§ Excerpt:
+++++

2. The system of claim 1, wherein the article of clothing comprises a pair of sensor insoles, each comprising a substrate layer to be worn adjacent the underside of a foot of the person, and wherein the electronic device further includes a plurality of force sensors and a transmitter for transmitting data from the plurality of force sensors.

3. The system of claim 1, wherein the electronic device does not have a physical switch that functions to reboot the electronic device or to power down the electronic device.

4. The system of claim 1, wherein the computer memory includes a library of stored data templates, and one of which may trigger the rebooting of the electronic device.

5. The system of claim 1, wherein the electronic device further includes an inductive charging coil operatively connected for charging the battery.

6. A method for rebooting an electronic device, the method comprising the steps of: providing a wearable computer system comprising: an article of clothing, and an electronic device comprising a computer processor, a computer memory, and at least one accelerometer, the electronic device further comprising a stored data template, and programming that causes the electronic device to reboot upon receipt of movement data that matches the stored data template;

wearing the article of clothing;

performing a predefined series of movements, such that the at least one accelerometer of the article of clothing generates movement data that corresponds to a stored data template, thereby causing the electronic device to reboot.

7. The method of claim 6, wherein the article of clothing comprises a pair of sensor insoles, and wherein the electronic device further includes a plurality of force sensors and a transmitter for transmitting data from the plurality of force sensors, and further comprising the steps of positioning each of the pair of sensor insoles in one of a pair of shoes, and wearing the shoes such that each of the sensor insoles is operably positioned adjacent the underside of one of the feet of the wearer.

+++++

§ Provided records:

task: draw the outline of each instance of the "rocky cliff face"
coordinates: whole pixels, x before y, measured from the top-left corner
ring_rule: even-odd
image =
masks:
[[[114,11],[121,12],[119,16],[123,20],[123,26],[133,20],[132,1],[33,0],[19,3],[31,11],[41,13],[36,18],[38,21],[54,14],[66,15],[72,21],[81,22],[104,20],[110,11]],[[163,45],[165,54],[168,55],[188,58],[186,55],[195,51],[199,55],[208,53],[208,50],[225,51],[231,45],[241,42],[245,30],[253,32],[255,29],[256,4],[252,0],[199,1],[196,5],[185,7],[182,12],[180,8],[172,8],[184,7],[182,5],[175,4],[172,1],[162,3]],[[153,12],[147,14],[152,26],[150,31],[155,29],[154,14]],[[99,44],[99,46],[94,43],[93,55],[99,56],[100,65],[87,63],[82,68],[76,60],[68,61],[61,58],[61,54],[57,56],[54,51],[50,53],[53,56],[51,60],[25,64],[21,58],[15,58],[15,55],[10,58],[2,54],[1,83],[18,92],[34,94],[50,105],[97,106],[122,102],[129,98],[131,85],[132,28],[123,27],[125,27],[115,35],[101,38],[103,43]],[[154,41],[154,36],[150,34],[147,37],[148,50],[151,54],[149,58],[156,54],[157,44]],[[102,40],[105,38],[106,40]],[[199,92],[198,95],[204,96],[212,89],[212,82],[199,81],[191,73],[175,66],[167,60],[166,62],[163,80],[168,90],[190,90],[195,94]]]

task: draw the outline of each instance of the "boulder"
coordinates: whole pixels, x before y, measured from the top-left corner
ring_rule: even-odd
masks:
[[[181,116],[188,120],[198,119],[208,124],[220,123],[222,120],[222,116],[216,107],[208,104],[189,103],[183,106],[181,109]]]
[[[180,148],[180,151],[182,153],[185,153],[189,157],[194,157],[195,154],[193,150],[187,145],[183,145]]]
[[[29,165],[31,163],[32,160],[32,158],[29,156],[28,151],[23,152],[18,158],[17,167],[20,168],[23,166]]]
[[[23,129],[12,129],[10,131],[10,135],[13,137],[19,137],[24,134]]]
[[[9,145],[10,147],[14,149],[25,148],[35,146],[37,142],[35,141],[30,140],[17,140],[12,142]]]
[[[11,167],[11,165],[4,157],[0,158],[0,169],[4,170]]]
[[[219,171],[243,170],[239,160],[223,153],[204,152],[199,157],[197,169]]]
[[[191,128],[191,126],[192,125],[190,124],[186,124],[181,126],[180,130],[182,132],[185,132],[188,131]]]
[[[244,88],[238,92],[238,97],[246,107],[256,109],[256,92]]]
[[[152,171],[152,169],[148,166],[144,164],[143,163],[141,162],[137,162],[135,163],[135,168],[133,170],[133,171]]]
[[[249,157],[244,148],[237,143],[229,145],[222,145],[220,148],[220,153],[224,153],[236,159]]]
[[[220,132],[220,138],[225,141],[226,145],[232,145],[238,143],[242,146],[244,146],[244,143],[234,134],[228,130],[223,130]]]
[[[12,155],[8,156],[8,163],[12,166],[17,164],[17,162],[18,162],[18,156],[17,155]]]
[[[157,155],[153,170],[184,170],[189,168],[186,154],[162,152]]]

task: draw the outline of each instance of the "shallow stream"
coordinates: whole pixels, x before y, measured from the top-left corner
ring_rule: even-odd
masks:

+++++

§ Description of the task: Please pick up the patent claims on rebooting a wearable electronic device after their last line and continue them. The material comes from a separate source.

§ Output of the exercise:
8. The method of claim 6, wherein the electronic device does not have a physical switch that functions to reboot the electronic device or to power down the electronic device.

9. The method of claim 6, wherein the computer memory includes a library of stored data templates, and one of which may trigger the rebooting of the electronic device.

10. The method of claim 6, wherein the electronic device further includes an inductive charging coil operatively connected for charging the battery.

1 1. A wearable computer system that may be rebooted by the movements of a user wearing the system, the system comprising:

an article of clothing adapted to be worn by the user; an electronic device comprising a computer processor operably connected with a computer memory, a battery, and a means for detecting movement;

wherein the computer memory stores a stored data template of movement data that corresponds to a predefined series of movements;

wherein the computer memory of the electronic device stores executable code that, when executed, enables the computer processor to perform a process that comprises the steps of:

receiving movement data from the means for detecting movement; comparing, periodically, the movement data to the stored data template; and rebooting the electronic device upon a determination that the received movement data matches the stored data template.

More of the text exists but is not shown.